___ SOURCE INFORMATION
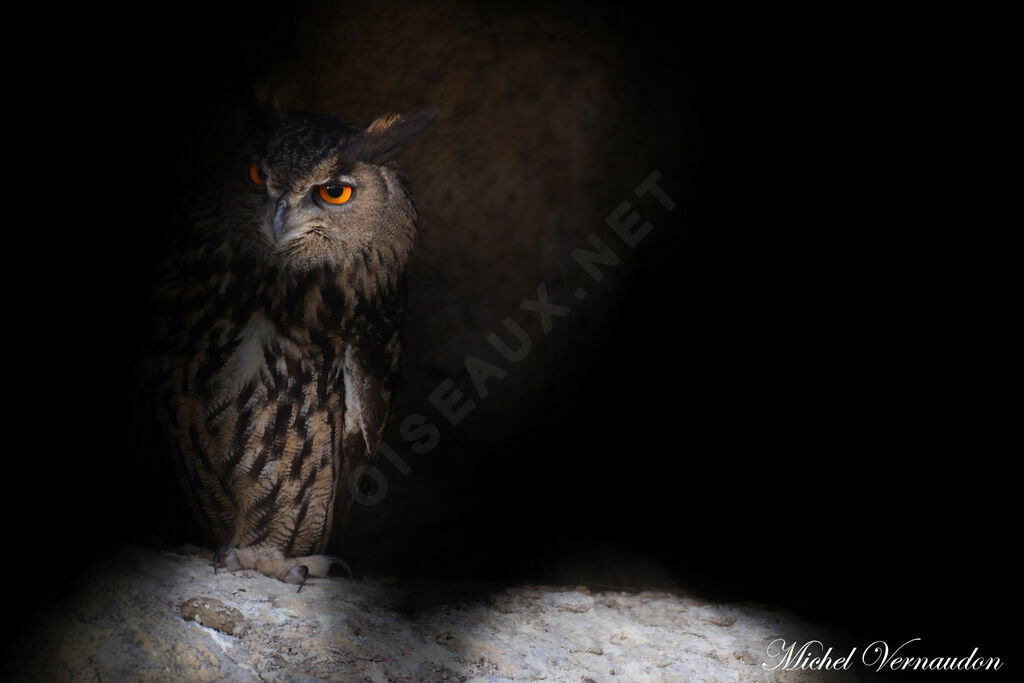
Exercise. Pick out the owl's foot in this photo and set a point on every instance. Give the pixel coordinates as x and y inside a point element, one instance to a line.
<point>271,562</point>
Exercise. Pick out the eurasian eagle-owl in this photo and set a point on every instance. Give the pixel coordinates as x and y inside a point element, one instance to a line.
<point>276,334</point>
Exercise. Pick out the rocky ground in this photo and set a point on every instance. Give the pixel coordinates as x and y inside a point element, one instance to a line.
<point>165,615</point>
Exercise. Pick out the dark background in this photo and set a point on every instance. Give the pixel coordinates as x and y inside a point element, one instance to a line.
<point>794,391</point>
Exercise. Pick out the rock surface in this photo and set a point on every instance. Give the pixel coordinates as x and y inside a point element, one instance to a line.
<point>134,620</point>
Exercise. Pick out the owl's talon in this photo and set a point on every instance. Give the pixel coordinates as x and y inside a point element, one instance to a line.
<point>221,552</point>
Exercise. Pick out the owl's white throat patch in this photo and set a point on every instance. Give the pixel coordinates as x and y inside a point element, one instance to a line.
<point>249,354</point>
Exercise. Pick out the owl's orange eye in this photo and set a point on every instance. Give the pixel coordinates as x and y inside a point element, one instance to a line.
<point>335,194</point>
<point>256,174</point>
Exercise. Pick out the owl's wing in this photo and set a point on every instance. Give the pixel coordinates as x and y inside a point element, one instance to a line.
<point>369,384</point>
______
# [WHAT YOU HAVE TO DO]
The reply should repeat the listing above exactly and contain no pictures.

# [EXERCISE ANSWER]
Exercise. Pick out the owl's foot in this photo and set a point on every instance. Give the pixel coordinates as x and y inside a point element, one instance to a line.
<point>271,562</point>
Exercise. Pick out the eurasian eagle-owl in this photo and set a point on every instance. Give the pixel coordinates as x and y inside a point element, one instance to a line.
<point>276,334</point>
Exercise. Pick out the rocky ground in this photo and set a point on every instance. Give the pixel coordinates as x and y inside a point element, one instance to a line.
<point>165,615</point>
Exercise. Pick out the dark background in this photo and set a point on every instance. Give the pixel coordinates as x and y inside a point element, one instance to a line.
<point>794,391</point>
Exercise. Pick out the rock surface in this photo and set a point on every instance. Give the pixel coordinates as x and y inside a point element, one instance to a line.
<point>134,620</point>
Exercise. Pick out the owl's talon in this photo and set a point on every instance. Give the pixel coordinates as x and y inside a point element, one instance to a line.
<point>221,552</point>
Exercise. Pick out the owl's white throat patch in this photo and set a point on every instance. Give the pixel coordinates as x and y inside a point element, one instance to a line.
<point>249,354</point>
Exercise. Pick out the owl's orange eye in this photo and set a point on every instance. Give the pixel coordinates as x and y inside a point element, one instance to a line.
<point>335,194</point>
<point>256,174</point>
Exercise. Pick out the owl's wing in this photo and set a point on every instance. Give the pixel coordinates as x and y inside a point element, one instance to a line.
<point>369,384</point>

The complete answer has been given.